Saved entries

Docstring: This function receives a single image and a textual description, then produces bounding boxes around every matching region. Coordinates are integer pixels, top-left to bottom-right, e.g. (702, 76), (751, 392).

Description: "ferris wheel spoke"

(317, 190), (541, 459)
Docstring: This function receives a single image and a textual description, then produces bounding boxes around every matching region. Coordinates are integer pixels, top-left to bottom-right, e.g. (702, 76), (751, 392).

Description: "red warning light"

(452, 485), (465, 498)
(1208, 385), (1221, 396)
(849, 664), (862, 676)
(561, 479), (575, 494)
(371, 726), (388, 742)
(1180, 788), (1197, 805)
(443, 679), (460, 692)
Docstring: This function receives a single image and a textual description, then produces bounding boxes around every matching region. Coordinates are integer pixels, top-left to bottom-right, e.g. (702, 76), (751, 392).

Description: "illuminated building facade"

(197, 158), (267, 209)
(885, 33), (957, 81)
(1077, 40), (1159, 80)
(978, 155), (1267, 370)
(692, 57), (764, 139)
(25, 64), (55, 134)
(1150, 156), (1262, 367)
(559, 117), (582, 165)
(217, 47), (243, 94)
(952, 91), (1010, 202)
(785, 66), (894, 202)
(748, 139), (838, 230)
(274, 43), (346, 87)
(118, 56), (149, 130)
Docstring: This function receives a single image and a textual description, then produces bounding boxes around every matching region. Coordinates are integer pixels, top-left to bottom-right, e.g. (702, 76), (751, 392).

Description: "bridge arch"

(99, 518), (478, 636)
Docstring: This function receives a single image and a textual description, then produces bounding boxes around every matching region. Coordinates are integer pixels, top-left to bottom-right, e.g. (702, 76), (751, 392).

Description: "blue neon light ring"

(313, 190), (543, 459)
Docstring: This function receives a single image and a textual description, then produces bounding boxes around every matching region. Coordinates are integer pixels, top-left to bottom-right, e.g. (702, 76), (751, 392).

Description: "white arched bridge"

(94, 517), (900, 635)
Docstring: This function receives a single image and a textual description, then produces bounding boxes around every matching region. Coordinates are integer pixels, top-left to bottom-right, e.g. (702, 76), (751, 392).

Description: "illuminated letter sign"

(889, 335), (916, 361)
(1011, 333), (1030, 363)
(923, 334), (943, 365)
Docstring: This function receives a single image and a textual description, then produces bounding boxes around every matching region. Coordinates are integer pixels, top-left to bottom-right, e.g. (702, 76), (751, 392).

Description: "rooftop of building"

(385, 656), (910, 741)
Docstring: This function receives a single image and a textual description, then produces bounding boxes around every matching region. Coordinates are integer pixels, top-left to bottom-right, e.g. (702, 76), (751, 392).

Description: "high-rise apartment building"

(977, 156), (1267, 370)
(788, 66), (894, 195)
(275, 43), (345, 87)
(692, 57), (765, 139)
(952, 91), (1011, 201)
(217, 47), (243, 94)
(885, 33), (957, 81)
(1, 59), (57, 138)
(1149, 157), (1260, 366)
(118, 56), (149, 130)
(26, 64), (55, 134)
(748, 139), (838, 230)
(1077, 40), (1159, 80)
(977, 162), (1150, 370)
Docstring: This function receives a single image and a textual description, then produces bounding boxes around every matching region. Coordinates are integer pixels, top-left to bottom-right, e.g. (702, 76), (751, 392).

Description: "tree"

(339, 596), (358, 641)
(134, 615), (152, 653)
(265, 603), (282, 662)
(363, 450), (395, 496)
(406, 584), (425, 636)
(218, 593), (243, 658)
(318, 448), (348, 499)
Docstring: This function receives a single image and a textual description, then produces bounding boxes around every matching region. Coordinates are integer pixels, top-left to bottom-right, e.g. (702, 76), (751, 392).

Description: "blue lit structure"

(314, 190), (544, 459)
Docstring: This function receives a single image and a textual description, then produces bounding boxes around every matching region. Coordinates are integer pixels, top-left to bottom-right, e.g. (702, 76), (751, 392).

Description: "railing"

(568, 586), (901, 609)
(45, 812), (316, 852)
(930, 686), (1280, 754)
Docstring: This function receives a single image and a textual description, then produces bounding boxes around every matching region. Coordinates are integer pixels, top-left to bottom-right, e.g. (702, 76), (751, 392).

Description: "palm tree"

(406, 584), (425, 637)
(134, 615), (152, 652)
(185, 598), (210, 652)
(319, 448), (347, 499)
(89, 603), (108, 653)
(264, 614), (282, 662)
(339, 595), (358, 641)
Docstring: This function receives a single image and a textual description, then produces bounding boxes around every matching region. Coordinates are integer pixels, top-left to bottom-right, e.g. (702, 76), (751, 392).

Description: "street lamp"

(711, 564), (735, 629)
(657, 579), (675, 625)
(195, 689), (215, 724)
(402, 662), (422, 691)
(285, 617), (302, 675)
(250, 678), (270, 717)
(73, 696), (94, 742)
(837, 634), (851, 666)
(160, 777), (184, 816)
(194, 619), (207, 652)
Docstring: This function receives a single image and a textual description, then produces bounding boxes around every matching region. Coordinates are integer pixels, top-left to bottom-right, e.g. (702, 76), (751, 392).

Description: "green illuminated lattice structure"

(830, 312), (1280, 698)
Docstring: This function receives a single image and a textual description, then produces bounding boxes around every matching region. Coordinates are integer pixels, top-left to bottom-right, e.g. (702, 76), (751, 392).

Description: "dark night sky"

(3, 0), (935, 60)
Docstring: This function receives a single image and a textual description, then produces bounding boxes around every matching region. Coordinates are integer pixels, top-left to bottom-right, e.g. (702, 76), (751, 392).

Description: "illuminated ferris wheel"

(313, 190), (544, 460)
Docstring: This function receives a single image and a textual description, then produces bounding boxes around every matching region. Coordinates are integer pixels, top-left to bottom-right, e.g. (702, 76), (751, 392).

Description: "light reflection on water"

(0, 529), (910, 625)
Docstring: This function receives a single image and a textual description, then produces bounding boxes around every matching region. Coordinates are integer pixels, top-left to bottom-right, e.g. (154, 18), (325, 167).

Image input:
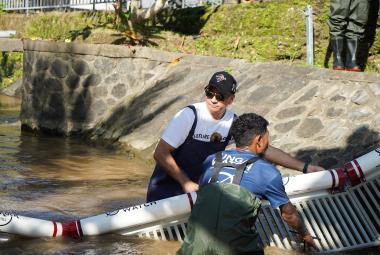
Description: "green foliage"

(156, 6), (217, 35)
(0, 0), (379, 75)
(191, 2), (313, 62)
(24, 12), (116, 41)
(0, 53), (23, 89)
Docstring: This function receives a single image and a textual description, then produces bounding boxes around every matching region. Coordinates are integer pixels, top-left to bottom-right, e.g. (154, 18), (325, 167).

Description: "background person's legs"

(345, 0), (369, 71)
(328, 0), (351, 70)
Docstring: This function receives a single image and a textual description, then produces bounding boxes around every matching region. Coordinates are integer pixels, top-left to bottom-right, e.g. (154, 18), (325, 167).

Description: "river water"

(0, 94), (378, 255)
(0, 94), (181, 254)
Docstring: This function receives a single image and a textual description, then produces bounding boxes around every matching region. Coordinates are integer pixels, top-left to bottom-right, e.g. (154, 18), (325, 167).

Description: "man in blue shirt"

(177, 113), (316, 255)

EXERCISE PROMPT: Leaving the pictures aside, write out the entries above exactly.

TASK RESPONSE:
Docstring: This function receives a single image and a textual description, then produces bounding boxes around every matching region. Coordinates are integer pixels, top-left to bottom-right, e.g. (702, 76), (751, 392).

Description: "ferris wheel spoke"

(317, 190), (541, 459)
Docstring: This function receives a single image and a textual description, then produces bounding boxes around every matching region. Coordinates are integer pixels, top-left to bottom-right, e.g. (702, 76), (751, 392).

Description: "red warning light"

(452, 485), (465, 498)
(1208, 385), (1221, 396)
(849, 664), (862, 676)
(561, 479), (575, 494)
(371, 726), (388, 742)
(1180, 788), (1197, 805)
(443, 679), (460, 692)
Docstring: This function receives a single image and a textual description, then produces bounding boxes around every matching region. Coordinates are integer pixels, top-left to bottom-right, e.g. (702, 76), (751, 392).

Description: "illuminated building facade"

(197, 158), (267, 209)
(885, 33), (957, 81)
(1077, 40), (1159, 80)
(978, 155), (1267, 370)
(692, 57), (764, 139)
(25, 64), (55, 134)
(1150, 156), (1262, 367)
(559, 117), (582, 165)
(217, 47), (243, 94)
(952, 91), (1010, 202)
(785, 66), (894, 202)
(748, 139), (838, 230)
(274, 43), (346, 87)
(118, 56), (149, 130)
Docstring: This function receives a single image and a textual description, then produces bounding boxes around every matching region. Coordinates are integer pixels, top-left to bottom-right, e.g. (702, 76), (751, 392).

Description: "bridge arch"

(99, 518), (478, 636)
Docstring: This function receives a single image and a textual description, then produces bounding boxes around every matching region. Coordinates are integer pixels, top-left to bottom-right, e.g. (702, 76), (751, 392).

Description: "blue neon light ring"

(313, 190), (543, 459)
Docstring: This function receives a single image and a textual description, then produces bounding boxes around every matching region. Coordinates are integer pixels, top-left to bottom-right, e.g. (702, 76), (751, 392).

Description: "white arched bridge"

(94, 517), (900, 635)
Docstring: This function receives a single image and a textual description, then produces bounding boxes around every matching region. Coordinates are integer pixels, top-left to bottom-right, e.g. (702, 76), (751, 392).

Description: "illuminated letter sign"

(889, 335), (916, 361)
(1011, 333), (1030, 363)
(923, 334), (943, 365)
Docstring: This function receives a single image and a textual description, then produces bounding boxes around every matching region. Coordinates are integer pixels, top-left to bottom-right, e.g. (702, 76), (751, 392).

Description: "rooftop of building"

(385, 656), (910, 741)
Docstring: This function receives a single image and a textual description, then produces bounding boxes around every matching region. Coordinates are integer pixels, top-left to bottom-right, e.g. (702, 76), (751, 392).

Description: "high-rise apartment building"

(977, 156), (1267, 370)
(788, 66), (894, 195)
(275, 43), (345, 87)
(692, 57), (765, 139)
(952, 91), (1011, 201)
(217, 47), (243, 94)
(885, 33), (957, 81)
(1, 59), (57, 138)
(1149, 157), (1260, 366)
(118, 56), (149, 130)
(26, 64), (55, 134)
(748, 139), (838, 230)
(1077, 40), (1159, 80)
(977, 162), (1150, 370)
Docstring: This function receives a single image and a textual description, then produces bounding boxes around every matching region. Coordinates are integer pixels, top-left to bottom-right, e.g. (702, 76), (751, 392).

Description: "tree"

(339, 596), (358, 641)
(134, 615), (152, 653)
(265, 603), (282, 662)
(363, 450), (395, 496)
(406, 584), (425, 636)
(218, 593), (243, 658)
(318, 448), (348, 499)
Docstring: This function receives a single image and a textual description, then produces bounding boxes around every matching region. Coordinates are integer pixels, top-left to bottom-right, e.g. (702, 76), (751, 392).

Description: "blue lit structure"

(314, 190), (544, 459)
Docstring: This function receives a single image and a textual description, then produces bounding boxes around every matching region. Coordinates are integer pixels, top-left to bottom-right, e.g. (702, 76), (751, 392).

Description: "railing"

(568, 586), (901, 609)
(45, 812), (316, 852)
(930, 686), (1280, 754)
Docstring: This function receives a single image and a textual description, then produces bounding boxes around every matching region. Coordinates are integer pixels, top-left to bottom-right, e.g. (702, 76), (751, 392).

Description: "palm tree"

(406, 584), (425, 637)
(134, 615), (152, 652)
(185, 598), (210, 652)
(319, 448), (347, 499)
(89, 603), (108, 653)
(264, 614), (282, 662)
(339, 595), (358, 641)
Docstring: This function receives a single image and a textual description, then produces bounding boxes around every matching region. Coordinates are integer pixels, top-left to bottom-right, e.g. (702, 76), (751, 392).

Description: "street lamp"

(711, 564), (735, 629)
(657, 579), (675, 625)
(195, 689), (215, 724)
(402, 662), (422, 691)
(285, 617), (302, 675)
(250, 678), (270, 717)
(73, 696), (94, 742)
(837, 634), (851, 666)
(160, 777), (184, 816)
(194, 619), (207, 652)
Docstring: This function receives a single image and a textual description, then produces bounding boxes around every matching region. Coordinates are integer pixels, top-left to bottom-right, e.g. (702, 76), (751, 392).

Description: "green illuminated lattice structure"

(830, 312), (1280, 698)
Docstring: This function receives a single image and a textual description, then produces bounding boxes around every matching region. Coordinates are integer pixels, top-left to bottom-right, e.g. (702, 76), (751, 392).

Description: "dark night sky"

(3, 0), (935, 60)
Docstring: This function receives a single image and a textual description, then produces bounding boxes around every matching region. Coordinates are integer pixels, top-left to bottom-right, e.g. (702, 76), (751, 392).

Description: "illuminated ferris wheel"

(313, 190), (544, 460)
Docstring: This function receives a single image and a textual description, then produces bounding boxes around every matching region. Coordinates are integer pixels, top-left to bottom-right, e.g. (702, 76), (751, 392).

Description: "light reflection on water"

(0, 529), (910, 625)
Docstring: This function receives a single image and a textual description, then produces bounding boxes around every matching region. Coordinates are integer pixels, top-left to bottom-right, e.g. (154, 18), (325, 167).

Image input:
Description: "green foliage"

(156, 6), (217, 35)
(0, 0), (379, 75)
(191, 2), (313, 62)
(24, 12), (116, 41)
(0, 53), (23, 89)
Docstring: This function receives a single image and a textual description, then produces bounding boxes around every matching region. Coordinates are integer pixels, top-left to bottom-right, e.g. (154, 18), (325, 167).

Description: "background person's legs"

(345, 0), (369, 71)
(328, 0), (351, 70)
Docstring: This function receives a single image and a textual description, then produces bounding boxes around every matching region. Coordinates are integer pixels, top-left to bottom-right, e.g. (154, 18), (325, 167).

Description: "river water"

(0, 94), (378, 255)
(0, 94), (181, 254)
Docstring: This function receives a single image and a textual description, then produces bounding boxes around every matching region. Coordinates are integer pixels, top-left to bottom-right, e.g. (154, 18), (325, 167).

Description: "man in blue shirt"

(177, 113), (316, 255)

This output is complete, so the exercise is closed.